#### [Direction]
Output the material below verbatim, keeping every line unchanged.

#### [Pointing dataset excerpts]
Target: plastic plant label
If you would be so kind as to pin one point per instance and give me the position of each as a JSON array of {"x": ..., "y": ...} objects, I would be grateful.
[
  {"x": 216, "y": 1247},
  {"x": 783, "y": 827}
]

#### [Full answer]
Target: plastic plant label
If you would be so kind as to pin one point per instance and give me the position of each as a JSON array of {"x": ..., "y": ...} objects, I would be grateful.
[
  {"x": 216, "y": 1247},
  {"x": 783, "y": 827}
]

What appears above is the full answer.